--- PAGE EXTRACT ---
Adolescence is its own season: unique, complex, delightful, difficult … and everything in between. Within it, parents find themselves at one end of tug-of-war disputes when adolescents are pursuing risky behaviour, or making totally unreasonable demands, at other times they may sense the need to ‘drop the rope’ when their adolescent child is legitimately seeking their independence.
The trick is in knowing when to hold on and when to let go. Parenting demands both. It demands that we are attuned to the nuances of teenage or tween life, and able to respond appropriately. It demands more than is possible of us, on some days, and the demands don’t typically dissipate quickly. We are as parents, required to do our best, for some time, however that might look.
For those mums fortunate enough to hear Michelle Mitchell speak at the ‘Tweens’ luncheon on the last day of term, you may well have noted some of her wisdom around parenting through your daughter’s life challenges. A few of her truisms have stayed with me, the greatest echo has been her statement around ‘dropping the rope.’ What a glorious moment that can be when you choose to stop the tussle. If we are honest, and parenting requires its own confronting brand of honesty, doesn’t it, we can find ourselves in a tug-of-war situation in the most trivial of circumstances. The trick is knowing when to hang on to the rope, and when to let go.

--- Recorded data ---

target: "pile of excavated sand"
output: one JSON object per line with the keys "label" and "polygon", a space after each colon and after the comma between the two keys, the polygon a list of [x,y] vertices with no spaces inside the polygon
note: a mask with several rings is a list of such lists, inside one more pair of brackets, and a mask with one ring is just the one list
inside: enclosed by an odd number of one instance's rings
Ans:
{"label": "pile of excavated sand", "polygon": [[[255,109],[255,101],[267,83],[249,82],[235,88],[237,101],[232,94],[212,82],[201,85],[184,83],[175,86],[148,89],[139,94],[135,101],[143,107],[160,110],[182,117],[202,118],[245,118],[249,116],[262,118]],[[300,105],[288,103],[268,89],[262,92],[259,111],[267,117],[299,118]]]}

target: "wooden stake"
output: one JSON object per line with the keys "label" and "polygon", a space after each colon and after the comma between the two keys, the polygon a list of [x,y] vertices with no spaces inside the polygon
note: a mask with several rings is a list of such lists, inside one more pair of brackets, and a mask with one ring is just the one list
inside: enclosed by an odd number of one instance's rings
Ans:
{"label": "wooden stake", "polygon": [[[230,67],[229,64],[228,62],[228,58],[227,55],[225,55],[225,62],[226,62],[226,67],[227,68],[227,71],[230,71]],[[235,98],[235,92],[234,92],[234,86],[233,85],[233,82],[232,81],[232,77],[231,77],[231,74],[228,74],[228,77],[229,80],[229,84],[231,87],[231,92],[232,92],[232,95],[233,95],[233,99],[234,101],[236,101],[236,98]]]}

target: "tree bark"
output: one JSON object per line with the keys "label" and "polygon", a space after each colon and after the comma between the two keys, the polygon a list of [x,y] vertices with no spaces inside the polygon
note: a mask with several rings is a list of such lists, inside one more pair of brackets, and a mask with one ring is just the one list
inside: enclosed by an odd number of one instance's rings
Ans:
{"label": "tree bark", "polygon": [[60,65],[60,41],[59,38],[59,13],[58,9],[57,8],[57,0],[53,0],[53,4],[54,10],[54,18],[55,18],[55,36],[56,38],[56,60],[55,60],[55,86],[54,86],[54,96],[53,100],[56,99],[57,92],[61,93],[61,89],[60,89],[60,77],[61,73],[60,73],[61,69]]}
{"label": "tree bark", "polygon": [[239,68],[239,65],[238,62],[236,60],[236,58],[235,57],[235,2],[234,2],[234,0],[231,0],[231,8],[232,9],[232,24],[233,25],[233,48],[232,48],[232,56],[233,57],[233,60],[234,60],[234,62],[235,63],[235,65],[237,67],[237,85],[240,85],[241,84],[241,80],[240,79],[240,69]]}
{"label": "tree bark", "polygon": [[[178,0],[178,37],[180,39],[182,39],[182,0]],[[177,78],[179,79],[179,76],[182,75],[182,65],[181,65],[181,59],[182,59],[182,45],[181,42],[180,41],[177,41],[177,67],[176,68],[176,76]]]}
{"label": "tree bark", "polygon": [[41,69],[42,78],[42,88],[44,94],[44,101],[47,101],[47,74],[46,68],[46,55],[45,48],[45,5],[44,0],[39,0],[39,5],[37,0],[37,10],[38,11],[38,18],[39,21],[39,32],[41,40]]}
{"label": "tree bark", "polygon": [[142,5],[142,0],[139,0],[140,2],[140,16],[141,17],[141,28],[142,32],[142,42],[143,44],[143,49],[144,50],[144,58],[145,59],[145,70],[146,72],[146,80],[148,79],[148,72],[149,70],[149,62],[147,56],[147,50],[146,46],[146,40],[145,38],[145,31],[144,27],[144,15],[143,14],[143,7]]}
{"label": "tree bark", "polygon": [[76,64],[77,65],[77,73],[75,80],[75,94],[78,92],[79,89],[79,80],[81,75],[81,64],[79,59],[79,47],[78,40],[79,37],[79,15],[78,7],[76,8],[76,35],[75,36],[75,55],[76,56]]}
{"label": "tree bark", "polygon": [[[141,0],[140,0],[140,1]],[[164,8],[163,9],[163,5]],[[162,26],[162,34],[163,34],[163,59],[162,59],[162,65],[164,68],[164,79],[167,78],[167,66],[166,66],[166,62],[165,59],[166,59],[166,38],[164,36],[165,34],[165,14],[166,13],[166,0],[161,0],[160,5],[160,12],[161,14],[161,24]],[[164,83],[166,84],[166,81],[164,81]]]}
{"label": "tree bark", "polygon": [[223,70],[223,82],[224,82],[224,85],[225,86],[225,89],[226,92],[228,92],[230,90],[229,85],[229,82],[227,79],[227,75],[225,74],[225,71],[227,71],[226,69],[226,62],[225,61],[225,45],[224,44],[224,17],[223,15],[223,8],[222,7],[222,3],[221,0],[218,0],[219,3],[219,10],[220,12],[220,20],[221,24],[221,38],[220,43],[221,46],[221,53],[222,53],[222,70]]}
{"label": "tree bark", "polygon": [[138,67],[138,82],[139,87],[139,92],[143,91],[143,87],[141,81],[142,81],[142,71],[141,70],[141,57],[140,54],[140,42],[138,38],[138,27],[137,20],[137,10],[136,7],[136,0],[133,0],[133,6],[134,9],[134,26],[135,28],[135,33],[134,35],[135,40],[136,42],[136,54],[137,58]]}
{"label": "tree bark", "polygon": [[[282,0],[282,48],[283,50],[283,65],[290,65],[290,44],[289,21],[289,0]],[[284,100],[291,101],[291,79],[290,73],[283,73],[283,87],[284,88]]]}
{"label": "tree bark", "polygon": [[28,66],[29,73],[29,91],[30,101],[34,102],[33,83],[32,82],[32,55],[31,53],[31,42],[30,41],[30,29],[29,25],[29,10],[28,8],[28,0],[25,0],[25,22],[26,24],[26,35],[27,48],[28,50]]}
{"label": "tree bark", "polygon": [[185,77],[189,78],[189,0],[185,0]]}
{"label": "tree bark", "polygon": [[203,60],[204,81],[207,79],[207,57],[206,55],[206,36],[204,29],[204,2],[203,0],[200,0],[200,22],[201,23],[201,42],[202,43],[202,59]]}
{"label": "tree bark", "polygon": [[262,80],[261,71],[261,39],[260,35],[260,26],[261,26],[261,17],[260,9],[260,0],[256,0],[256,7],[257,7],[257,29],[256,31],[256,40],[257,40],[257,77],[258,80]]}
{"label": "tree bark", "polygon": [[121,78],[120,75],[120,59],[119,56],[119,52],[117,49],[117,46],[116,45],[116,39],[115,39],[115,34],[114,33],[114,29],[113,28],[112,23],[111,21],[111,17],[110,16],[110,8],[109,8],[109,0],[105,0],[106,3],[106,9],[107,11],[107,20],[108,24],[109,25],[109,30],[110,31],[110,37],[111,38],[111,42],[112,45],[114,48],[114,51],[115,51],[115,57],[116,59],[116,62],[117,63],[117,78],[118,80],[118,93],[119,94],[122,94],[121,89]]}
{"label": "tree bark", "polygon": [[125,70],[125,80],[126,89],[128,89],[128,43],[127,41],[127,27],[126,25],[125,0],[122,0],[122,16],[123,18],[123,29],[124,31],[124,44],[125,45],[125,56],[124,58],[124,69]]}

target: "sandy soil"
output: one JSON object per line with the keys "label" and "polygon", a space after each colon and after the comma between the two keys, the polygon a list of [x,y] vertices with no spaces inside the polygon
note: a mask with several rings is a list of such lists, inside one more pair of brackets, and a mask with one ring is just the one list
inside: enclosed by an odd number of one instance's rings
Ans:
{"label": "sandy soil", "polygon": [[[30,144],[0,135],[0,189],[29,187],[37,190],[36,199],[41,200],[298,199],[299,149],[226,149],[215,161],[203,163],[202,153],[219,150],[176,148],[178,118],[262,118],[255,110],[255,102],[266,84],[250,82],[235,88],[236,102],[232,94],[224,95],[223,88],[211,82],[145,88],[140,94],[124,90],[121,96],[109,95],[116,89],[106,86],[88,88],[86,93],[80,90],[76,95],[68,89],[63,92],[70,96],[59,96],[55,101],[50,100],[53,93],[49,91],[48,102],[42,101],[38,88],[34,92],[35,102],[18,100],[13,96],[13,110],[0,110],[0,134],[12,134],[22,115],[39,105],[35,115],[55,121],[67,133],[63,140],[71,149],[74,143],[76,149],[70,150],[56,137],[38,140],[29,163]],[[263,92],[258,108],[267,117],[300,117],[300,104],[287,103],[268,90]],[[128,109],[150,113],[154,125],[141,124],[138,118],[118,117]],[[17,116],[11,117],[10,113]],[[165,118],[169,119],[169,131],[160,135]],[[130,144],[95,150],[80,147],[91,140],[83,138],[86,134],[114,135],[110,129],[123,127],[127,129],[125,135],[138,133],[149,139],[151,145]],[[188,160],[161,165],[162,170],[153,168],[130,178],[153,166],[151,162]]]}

--- PARTS OF THE EXERCISE ---
1) In the passage about parenting adolescents, at what event did Michelle Mitchell speak?
2) Transcribe the passage about parenting adolescents, beginning at the words "Adolescence is its" and ending after "seeking their independence.".
Rely solely on the passage about parenting adolescents, not on the entries.

--- RESPONSES ---
1) She spoke at the 'Tweens' luncheon on the last day of term.

2)
Adolescence is its own season: unique, complex, delightful, difficult … and everything in between. Within it, parents find themselves at one end of tug-of-war disputes when adolescents are pursuing risky behaviour, or making totally unreasonable demands, at other times they may sense the need to ‘drop the rope’ when their adolescent child is legitimately seeking their independence.